• _Questions de lecture_:
- a) Quels sont tous les grands fabricants auxquels l'extrait associe le designer ?
- b) D'après l'extrait, à quel âge Andy Thê-Anh est-il arrivé à Sainte-Thérèse ?

• _Extrait à lire_:
★ ★ ★ ★ ★ ★ ★
L'association du designer avec Catsima, fonds d'investissement de Simon Dupéré, surnommé le prince de l'amiante, remonte à 2008. À l'époque, Dupéré, jeune PDG d'à peine 30 ans, qui avait hérité à la mort de son père de l'une des dernières mines de Thetford Mines, cherchait un investissement plus glamour que l'amiante. Le domaine de la mode et le choix d'un designer associé à de grands fabricants, comme Raffinati, Parasuco, Tristan America et Irwin Samuel, se sont imposés. Catsima a investi des sommes considérables pour aider Andy Thê-Anh à percer le marché américain. L'effort a porté ses fruits. Nieman Marcus, l'une des plus importantes chaînes des États-Unis, a accepté de distribuer la marque. Puis la récession est arrivée, et tout s'est détraqué. Les deux présidents nommés par Catsima et les trois changements d'orientation et de prix n'ont rien pu y changer.

En avril dernier, quand on lui a demandé de préparer une collection pour 2011 avec les tissus et les styles d'une ancienne collection, Andy Thê-Anh a compris que c'était le début de la fin. Il a produit les échantillons mais a refusé d'en faire la promotion auprès des acheteurs, pour protester contre la directive. Les ventes de cette ultime collection n'ont jamais décollé. Déçus, les investisseurs ont décidé de tirer un trait sur l'aventure.

Pour certains, ç'aurait été la fin du monde. Mais Andy Thê-Anh en a vu d'autres. Fils d'un général de l'armée qui a combattu les communistes, il est passé à un cheveu de périr à l'âge de 3 ans. Il accompagnait ses parents pour une mission de repérage. Lorsque l'hélicoptère dans lequel ils voyageaient est tombé en panne, on l'a renvoyé à la maison. Quelques minutes plus tard, ses parents ont été assassinés dans une embuscade. Andy Thê-Anh est arrivé à Sainte-Thérèse à 16 ans avec ses deux soeurs et sa grand-mère. Il avait déjà commencé à fabriquer ses propres vêtements et aurait dû se diriger en design, comme le lui conseillaient ses amis, mais il a préféré faire un DEC en sciences pures. Puis un orienteur bienveillant a scellé son sort en le dirigeant vers le collège LaSalle.

C'est le 12 octobre dernier, au lendemain de l'Action de grâce, que le designer a appris la mort de sa marque. Plutôt que de s'apitoyer sur son sort, il a relevé ses manches et est parti à la recherche de nouveaux partenaires. Personne n'a répondu à l'appel. «Je crois que les gens d'affaires ne veulent pas se lancer dans une business qui ferme. Ce qui les intéresse, c'est de repartir. Chose certaine, maintenant que la fermeture est officielle, je n'arrête pas d'avoir des offres.»
★ ★ ★ ★ ★ ★ ★
• _Données d'entrée_:
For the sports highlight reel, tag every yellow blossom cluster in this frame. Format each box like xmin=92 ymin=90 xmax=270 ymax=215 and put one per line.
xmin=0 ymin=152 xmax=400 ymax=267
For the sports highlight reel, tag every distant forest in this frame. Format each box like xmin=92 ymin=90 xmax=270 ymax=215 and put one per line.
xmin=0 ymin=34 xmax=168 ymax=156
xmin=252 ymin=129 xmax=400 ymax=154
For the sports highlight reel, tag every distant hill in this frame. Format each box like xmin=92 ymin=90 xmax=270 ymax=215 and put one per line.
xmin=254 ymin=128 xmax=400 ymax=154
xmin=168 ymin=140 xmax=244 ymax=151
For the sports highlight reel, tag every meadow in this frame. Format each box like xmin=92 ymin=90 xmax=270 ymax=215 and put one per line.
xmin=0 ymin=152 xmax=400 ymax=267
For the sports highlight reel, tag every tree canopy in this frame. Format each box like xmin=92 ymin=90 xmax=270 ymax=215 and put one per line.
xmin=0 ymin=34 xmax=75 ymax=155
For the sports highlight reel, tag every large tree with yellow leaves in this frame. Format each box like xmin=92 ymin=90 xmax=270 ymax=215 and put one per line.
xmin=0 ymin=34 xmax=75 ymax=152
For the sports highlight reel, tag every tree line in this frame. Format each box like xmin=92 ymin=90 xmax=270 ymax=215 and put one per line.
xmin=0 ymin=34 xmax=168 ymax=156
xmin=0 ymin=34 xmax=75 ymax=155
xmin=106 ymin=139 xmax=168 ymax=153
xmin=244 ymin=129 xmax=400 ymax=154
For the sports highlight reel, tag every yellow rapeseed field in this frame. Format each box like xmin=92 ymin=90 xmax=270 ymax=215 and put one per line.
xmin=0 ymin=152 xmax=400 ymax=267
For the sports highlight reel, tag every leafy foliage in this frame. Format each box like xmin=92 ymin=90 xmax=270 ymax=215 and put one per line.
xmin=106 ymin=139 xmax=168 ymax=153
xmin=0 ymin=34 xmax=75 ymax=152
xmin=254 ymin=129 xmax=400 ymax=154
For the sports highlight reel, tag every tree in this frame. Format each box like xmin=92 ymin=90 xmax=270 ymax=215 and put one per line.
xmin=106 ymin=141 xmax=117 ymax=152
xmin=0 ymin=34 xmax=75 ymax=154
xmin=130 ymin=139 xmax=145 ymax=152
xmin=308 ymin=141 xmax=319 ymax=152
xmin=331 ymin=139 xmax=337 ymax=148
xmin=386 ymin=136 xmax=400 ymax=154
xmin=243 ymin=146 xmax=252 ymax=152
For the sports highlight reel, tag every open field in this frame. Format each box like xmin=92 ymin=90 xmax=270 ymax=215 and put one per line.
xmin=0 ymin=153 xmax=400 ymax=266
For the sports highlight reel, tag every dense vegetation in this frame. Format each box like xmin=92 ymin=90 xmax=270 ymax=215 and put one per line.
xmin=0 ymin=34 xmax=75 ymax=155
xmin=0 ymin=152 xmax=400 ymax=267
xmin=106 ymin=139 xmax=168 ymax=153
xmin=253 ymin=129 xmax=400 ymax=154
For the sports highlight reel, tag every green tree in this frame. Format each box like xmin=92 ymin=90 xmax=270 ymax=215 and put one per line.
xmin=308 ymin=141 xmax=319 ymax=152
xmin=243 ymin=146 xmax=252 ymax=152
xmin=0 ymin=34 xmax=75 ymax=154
★ ★ ★ ★ ★ ★ ★
• _Corrigé_:
- a) Raffinati, Parasuco, Tristan America et Irwin Samuel.

- b) À 16 ans.